── Source records ──
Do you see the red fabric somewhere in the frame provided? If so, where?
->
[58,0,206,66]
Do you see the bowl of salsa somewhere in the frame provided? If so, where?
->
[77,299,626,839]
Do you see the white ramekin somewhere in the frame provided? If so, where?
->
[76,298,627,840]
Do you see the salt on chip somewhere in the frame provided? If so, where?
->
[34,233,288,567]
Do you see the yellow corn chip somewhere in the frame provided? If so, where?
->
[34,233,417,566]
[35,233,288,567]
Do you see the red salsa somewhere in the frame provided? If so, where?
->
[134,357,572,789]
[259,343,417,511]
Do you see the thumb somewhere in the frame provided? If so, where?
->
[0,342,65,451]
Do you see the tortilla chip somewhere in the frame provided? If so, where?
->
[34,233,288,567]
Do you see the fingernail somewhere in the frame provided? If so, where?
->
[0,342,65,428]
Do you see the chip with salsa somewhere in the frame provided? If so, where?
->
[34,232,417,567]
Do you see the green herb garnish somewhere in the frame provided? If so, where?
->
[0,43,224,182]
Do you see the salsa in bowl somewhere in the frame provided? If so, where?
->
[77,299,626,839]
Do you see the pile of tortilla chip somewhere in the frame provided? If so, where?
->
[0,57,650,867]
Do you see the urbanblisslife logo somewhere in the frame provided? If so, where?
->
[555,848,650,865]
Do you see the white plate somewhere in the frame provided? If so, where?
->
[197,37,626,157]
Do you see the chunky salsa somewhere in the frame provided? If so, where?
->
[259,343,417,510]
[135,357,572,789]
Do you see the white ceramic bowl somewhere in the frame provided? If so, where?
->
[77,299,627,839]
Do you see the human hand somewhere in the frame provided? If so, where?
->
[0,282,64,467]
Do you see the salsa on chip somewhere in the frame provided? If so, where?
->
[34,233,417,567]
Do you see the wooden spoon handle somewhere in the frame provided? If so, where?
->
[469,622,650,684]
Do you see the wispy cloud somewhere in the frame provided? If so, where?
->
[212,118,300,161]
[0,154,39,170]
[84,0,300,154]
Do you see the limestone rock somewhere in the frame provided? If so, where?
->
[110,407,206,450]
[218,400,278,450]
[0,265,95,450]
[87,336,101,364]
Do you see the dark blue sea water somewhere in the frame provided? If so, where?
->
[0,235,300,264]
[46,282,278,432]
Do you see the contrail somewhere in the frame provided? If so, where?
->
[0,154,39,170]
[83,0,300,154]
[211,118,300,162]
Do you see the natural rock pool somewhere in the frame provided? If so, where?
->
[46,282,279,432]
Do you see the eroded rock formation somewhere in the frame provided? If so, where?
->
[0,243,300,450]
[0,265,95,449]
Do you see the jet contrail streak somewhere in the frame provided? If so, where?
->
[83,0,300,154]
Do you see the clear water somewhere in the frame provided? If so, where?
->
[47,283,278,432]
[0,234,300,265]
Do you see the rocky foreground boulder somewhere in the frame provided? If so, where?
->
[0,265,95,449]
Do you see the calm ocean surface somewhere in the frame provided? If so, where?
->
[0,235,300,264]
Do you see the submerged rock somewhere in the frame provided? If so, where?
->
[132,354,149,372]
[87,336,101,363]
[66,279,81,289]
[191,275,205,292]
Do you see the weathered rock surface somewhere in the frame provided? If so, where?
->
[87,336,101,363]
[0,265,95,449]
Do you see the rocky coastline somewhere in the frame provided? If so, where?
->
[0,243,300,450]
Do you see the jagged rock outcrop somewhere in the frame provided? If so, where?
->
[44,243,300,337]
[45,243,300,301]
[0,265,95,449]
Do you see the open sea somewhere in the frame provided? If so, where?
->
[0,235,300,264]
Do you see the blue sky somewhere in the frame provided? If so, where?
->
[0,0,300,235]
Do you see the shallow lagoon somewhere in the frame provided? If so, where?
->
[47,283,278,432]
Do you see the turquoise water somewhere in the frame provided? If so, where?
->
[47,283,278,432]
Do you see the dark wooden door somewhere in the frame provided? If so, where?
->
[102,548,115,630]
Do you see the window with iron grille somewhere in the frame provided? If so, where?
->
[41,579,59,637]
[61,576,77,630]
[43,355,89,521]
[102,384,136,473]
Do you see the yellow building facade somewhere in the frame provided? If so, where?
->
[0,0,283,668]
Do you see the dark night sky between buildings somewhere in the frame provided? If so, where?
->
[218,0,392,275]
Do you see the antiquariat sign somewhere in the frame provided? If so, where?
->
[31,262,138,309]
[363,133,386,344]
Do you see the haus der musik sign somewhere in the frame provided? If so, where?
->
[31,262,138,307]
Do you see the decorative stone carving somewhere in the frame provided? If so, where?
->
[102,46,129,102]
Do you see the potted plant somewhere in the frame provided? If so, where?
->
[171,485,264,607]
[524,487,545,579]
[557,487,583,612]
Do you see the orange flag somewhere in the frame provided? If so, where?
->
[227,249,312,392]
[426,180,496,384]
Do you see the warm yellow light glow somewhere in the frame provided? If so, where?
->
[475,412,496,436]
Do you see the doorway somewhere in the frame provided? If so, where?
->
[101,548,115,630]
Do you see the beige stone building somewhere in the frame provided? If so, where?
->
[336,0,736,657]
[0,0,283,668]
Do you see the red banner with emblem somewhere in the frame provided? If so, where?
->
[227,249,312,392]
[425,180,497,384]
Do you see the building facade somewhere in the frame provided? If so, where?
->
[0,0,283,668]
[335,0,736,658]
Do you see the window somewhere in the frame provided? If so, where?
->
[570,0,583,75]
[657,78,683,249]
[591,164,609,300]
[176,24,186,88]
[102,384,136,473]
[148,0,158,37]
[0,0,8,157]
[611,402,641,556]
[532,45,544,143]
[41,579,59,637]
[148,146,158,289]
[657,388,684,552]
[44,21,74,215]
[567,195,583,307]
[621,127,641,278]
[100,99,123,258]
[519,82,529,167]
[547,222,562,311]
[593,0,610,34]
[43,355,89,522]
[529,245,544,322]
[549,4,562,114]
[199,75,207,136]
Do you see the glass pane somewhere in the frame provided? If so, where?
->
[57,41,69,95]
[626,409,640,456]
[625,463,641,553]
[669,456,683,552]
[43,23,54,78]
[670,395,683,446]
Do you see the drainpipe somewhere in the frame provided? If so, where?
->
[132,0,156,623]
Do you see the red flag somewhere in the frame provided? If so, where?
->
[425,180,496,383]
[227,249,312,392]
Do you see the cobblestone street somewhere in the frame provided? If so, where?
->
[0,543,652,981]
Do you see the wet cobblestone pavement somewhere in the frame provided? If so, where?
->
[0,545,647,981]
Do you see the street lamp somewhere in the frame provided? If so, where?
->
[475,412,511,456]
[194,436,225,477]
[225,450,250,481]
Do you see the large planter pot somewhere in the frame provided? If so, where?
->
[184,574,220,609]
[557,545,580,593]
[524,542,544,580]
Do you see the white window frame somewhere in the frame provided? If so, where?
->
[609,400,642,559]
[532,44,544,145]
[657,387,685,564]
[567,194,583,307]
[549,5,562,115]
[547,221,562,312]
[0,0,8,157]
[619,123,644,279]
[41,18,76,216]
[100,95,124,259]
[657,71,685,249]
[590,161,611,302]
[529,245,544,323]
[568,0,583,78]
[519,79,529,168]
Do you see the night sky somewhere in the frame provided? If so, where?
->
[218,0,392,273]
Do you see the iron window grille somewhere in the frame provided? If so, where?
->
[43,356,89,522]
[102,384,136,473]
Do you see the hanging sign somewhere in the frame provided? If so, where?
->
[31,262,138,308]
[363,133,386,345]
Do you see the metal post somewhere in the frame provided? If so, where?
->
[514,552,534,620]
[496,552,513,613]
───
- [Exercise instructions] Return the lines of the listing from the one containing "Do you see the drainpipe" through the one containing "[519,79,529,168]", both included, reproducing each line word for word.

- [Final result]
Do you see the drainpipe somewhere in the frame provided? If so, where?
->
[132,0,156,623]
Do you see the red flag somewhere in the frame provided? If so, where?
->
[425,180,496,383]
[227,249,312,392]
Do you see the cobblestone street somewhere in the frame provided? If so, where?
->
[0,543,652,981]
Do you see the wet cobblestone pavement somewhere in the frame provided? If so, where?
->
[0,545,647,981]
Do you see the street lamp somewhere in the frame provided? If so, where?
->
[475,412,511,456]
[194,436,225,477]
[225,450,250,481]
Do you see the large planter pot somewhere in the frame provided? If so, where?
->
[184,574,220,609]
[557,545,580,593]
[524,542,544,580]
Do you see the white window frame somewhere in the frame provided? If so, where?
->
[609,400,642,559]
[532,44,544,145]
[657,387,685,564]
[567,194,583,307]
[549,5,562,115]
[547,221,562,312]
[0,0,8,157]
[619,123,644,279]
[41,18,76,216]
[100,95,124,259]
[657,71,685,249]
[590,161,611,302]
[529,245,544,323]
[568,0,583,78]
[519,79,529,168]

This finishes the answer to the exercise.